WHAT IS BEING ASKED |
Each line below needs to be printed again exactly.

MATERIAL FOR THE TASK |
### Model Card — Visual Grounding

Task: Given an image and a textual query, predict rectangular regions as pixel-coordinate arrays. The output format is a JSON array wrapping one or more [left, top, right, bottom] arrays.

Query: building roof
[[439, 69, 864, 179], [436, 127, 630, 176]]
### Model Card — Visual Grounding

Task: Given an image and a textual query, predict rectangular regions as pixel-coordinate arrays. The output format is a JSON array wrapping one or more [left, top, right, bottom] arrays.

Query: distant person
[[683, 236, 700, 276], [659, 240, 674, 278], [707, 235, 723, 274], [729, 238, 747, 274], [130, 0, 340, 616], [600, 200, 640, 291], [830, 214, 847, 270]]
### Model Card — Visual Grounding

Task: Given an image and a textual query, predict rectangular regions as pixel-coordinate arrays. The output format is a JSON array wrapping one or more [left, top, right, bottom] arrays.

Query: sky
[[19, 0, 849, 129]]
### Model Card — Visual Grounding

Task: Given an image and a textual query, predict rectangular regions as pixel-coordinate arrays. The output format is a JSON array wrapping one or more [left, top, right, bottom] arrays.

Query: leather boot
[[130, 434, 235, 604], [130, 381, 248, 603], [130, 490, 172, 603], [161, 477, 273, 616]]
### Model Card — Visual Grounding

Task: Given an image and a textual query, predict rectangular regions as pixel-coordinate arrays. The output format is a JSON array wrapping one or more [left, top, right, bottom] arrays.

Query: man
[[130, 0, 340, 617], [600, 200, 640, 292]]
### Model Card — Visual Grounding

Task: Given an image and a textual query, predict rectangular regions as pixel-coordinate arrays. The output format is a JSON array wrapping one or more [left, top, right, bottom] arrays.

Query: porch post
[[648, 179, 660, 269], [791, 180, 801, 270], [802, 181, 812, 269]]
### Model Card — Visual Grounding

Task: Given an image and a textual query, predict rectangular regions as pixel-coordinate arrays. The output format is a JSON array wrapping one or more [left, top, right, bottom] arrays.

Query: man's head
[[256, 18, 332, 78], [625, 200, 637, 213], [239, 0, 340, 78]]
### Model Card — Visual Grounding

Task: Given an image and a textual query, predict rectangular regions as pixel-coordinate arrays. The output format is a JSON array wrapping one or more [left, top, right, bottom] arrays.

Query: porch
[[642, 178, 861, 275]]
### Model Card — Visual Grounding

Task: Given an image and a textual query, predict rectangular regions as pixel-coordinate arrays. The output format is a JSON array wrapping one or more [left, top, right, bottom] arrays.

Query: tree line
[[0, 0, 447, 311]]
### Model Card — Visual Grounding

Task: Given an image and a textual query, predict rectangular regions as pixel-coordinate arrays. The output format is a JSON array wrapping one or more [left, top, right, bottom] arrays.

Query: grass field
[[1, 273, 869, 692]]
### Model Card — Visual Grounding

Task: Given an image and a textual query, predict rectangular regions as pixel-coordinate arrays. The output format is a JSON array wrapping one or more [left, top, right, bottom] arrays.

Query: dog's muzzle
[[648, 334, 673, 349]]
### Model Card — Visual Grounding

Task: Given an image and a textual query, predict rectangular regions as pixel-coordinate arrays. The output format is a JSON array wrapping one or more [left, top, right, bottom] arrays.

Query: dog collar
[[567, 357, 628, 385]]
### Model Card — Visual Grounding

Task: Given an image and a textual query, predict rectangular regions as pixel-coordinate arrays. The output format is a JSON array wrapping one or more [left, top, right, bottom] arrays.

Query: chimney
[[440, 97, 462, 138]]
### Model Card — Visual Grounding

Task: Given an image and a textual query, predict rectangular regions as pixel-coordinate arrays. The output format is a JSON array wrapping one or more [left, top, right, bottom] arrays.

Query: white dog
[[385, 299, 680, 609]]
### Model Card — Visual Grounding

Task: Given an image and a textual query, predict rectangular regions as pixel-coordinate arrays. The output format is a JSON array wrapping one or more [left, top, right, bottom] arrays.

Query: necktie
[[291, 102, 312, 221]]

RESPONSE FOR THIS EXERCISE |
### Model Card — Visual Grounding

Task: Given an image and a textual query, predict rectangular regions as pixel-coordinate arrays. The output format is a JSON array wrapping one or more [left, top, right, bottom] arrays.

Query: building roof
[[439, 69, 864, 179], [436, 127, 630, 176]]
### Model Card — Visual Grounding

Task: Given an image and a textual query, predict rectangular regions as pixel-coordinate arrays. The output format is a JSON array wrapping one or more [left, top, right, bottom] arrays.

Query: distant person
[[683, 236, 700, 276], [659, 240, 674, 278], [707, 235, 723, 274], [729, 238, 747, 274], [130, 0, 340, 616], [600, 200, 640, 291], [830, 214, 847, 270]]
### Model Card — Visual Grounding

Task: Given an image and a textual query, predict rectangular regions as pixel-coordinate arrays. The output format is a JSON array wrapping one or more [left, top, right, bottom] arrays.

Query: sky
[[19, 0, 849, 129]]
### Model Card — Visual Grounding

Task: Given an image and a textual query, predict rectangular regions as pixel-coordinate arrays. The output format is a JSON array wrapping one or more [left, top, right, bottom] arrays.

Query: leather boot
[[130, 434, 235, 604], [130, 381, 248, 603], [130, 490, 172, 603], [161, 477, 273, 616]]
### Model Card — Visual Grounding

Task: Given an image and a textual query, predict rectangular regions as pixel-coordinate arrays. The output format is a JSON array wrapping one or more [left, top, right, bottom] arrays.

Query: man
[[130, 0, 340, 617], [600, 200, 640, 292]]
### Model Card — Visual Grounding

Task: Given an image and a textual query, predict rectangular regions as pixel-coordinate arrays. The output format is a JSON array wrapping one or more [left, top, right, bottom] arrays.

Query: porch post
[[648, 179, 660, 269], [791, 180, 801, 270], [802, 181, 812, 269]]
### Model Card — Visual Grounding

Task: Given an image and a textual query, predict rectangular regions as pixel-coordinate arrays. The output format is a JSON array wrapping one or more [left, top, right, bottom] arrays.

Query: man's head
[[256, 18, 332, 78], [625, 200, 637, 213], [239, 0, 340, 78]]
### Model Card — Visual Grounding

Task: Given an image and a textual query, predict rectangular regions as pixel-coordinate arrays. The output format is a JSON array wrapping one or more [left, top, right, bottom] arrays.

Query: porch
[[642, 178, 861, 275]]
### Model Card — Visual Grounding

Task: Given an image and a textual query, predict rectangular regions as pixel-coordinate arrays. The output format is a JSON array wrapping one or more [left, top, right, bottom] arrays.

Query: tree line
[[0, 0, 447, 311]]
### Model Card — Visual Grounding

Task: Given an image and a textual query, predict rectangular regions as pixel-coordinate arrays. The output format is a JSON array wrapping one or more [left, top, right, bottom] arrays.

Query: grass field
[[1, 273, 869, 692]]
### Model Card — Visual Grounding

Task: Given an image and a textual query, predict rectangular regions as pixel-coordinate arrays. The output format is a JSON array wrapping one or more [left, top, right, bottom] arrays.

Query: dog's muzzle
[[648, 334, 673, 349]]
### Model Card — Visual Grounding

Task: Given an image and a textual query, predict rectangular regions as pixel-coordinate arrays. The output format is a JSON array wrapping one or more [left, top, right, bottom] arrays.

Query: dog collar
[[567, 357, 628, 385]]
### Model Card — Visual Grounding

Task: Given an image and a textual query, predict rectangular regions as pixel-coordinate arrays. The output format is a JSON array wrapping one or more [left, top, right, bottom] arrays.

Query: chimney
[[440, 97, 462, 138]]
### Model Card — Visual Grounding

Task: Given an image and a textual query, predict rectangular regions as pixel-coordinate arrays. The output format is a JSON array wrapping one or more [left, top, right, bottom] arrays.

Query: white dog
[[385, 299, 680, 609]]
### Model Card — Visual Grounding

Task: Given an image and a textual query, predict rectangular regions as pixel-coordinate arrays. The output format is a JSON array wrapping one or more [left, top, right, bottom] arrays.

Query: necktie
[[291, 102, 312, 221]]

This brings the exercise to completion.